--- AVAILABLE DATA Enclosed Below ---
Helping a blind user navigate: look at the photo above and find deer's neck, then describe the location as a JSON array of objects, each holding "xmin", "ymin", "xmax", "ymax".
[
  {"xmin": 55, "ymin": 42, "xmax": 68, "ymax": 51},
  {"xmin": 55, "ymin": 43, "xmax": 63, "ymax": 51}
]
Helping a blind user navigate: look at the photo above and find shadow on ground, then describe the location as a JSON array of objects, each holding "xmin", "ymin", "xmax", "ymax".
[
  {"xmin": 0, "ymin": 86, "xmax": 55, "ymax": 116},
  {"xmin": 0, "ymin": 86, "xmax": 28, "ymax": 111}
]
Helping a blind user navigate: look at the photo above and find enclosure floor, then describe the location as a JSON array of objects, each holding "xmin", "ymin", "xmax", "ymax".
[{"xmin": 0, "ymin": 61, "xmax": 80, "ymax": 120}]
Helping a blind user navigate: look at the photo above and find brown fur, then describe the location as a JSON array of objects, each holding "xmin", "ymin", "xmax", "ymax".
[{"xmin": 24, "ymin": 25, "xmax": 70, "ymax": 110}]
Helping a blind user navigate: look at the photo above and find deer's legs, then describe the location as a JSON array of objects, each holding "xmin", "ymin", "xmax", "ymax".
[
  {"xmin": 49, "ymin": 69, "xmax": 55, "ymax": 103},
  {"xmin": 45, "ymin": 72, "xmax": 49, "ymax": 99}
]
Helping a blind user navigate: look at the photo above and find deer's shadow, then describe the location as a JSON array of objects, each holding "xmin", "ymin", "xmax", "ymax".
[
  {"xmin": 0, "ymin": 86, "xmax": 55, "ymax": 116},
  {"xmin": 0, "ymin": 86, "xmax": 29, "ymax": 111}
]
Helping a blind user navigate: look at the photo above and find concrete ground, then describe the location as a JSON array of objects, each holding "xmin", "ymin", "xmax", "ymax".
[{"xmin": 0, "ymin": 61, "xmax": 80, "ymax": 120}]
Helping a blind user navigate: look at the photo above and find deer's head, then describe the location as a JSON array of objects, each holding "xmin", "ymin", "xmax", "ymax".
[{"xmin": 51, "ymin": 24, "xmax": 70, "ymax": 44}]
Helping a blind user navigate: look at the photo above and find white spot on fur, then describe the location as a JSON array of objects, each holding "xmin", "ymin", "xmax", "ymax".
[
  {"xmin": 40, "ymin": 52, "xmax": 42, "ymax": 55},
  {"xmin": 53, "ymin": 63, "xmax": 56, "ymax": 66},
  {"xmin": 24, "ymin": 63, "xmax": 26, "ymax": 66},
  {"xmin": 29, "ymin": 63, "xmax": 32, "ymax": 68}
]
--- End of Enclosed AVAILABLE DATA ---
> DIRECTIONS:
Recopy all of the records verbatim.

> ANSWER TO THIS EXERCISE:
Helping a blind user navigate: look at the photo above and find deer's neck, then describe the location as a JSON array of objects, each holding "xmin", "ymin", "xmax", "ymax".
[
  {"xmin": 55, "ymin": 42, "xmax": 68, "ymax": 51},
  {"xmin": 55, "ymin": 43, "xmax": 63, "ymax": 51}
]
Helping a blind user navigate: look at the photo above and find shadow on ground, then describe the location as a JSON array of objects, each holding "xmin", "ymin", "xmax", "ymax".
[
  {"xmin": 0, "ymin": 86, "xmax": 55, "ymax": 116},
  {"xmin": 0, "ymin": 86, "xmax": 28, "ymax": 111}
]
Helping a blind user navigate: look at the photo above and find enclosure floor, then describe the location as a JSON array of objects, each holding "xmin", "ymin", "xmax", "ymax".
[{"xmin": 0, "ymin": 61, "xmax": 80, "ymax": 120}]
Helping a blind user navigate: look at the photo above and find brown fur, then describe the location as a JSON array of objects, each holding "xmin", "ymin", "xmax", "ymax".
[{"xmin": 24, "ymin": 25, "xmax": 70, "ymax": 110}]
Helping a blind user navigate: look at the photo above and find deer's legs, then describe the location as a JSON array of objects, each holding "xmin", "ymin", "xmax", "ymax".
[
  {"xmin": 49, "ymin": 69, "xmax": 55, "ymax": 103},
  {"xmin": 45, "ymin": 72, "xmax": 49, "ymax": 99}
]
Helping a blind user navigate: look at the photo above and find deer's shadow, then describe the location as a JSON array of objects, each holding "xmin", "ymin", "xmax", "ymax".
[
  {"xmin": 0, "ymin": 86, "xmax": 55, "ymax": 116},
  {"xmin": 0, "ymin": 86, "xmax": 29, "ymax": 111}
]
Helping a blind user navigate: look at the photo above and find concrete ground, then describe the location as a JSON array of objects, each holding "xmin", "ymin", "xmax", "ymax".
[{"xmin": 0, "ymin": 61, "xmax": 80, "ymax": 120}]
Helping a blind user navigate: look at the photo above and find deer's head, then describe the location as a JSON array of objects, each holding "xmin", "ymin", "xmax", "ymax".
[{"xmin": 51, "ymin": 24, "xmax": 70, "ymax": 44}]
Helping a blind user navigate: look at the photo above and find white spot on fur, then describe the location as a JSON array of objects, each holding "xmin", "ymin", "xmax", "ymax".
[
  {"xmin": 40, "ymin": 52, "xmax": 42, "ymax": 55},
  {"xmin": 53, "ymin": 63, "xmax": 56, "ymax": 66},
  {"xmin": 24, "ymin": 63, "xmax": 26, "ymax": 66},
  {"xmin": 29, "ymin": 63, "xmax": 32, "ymax": 68}
]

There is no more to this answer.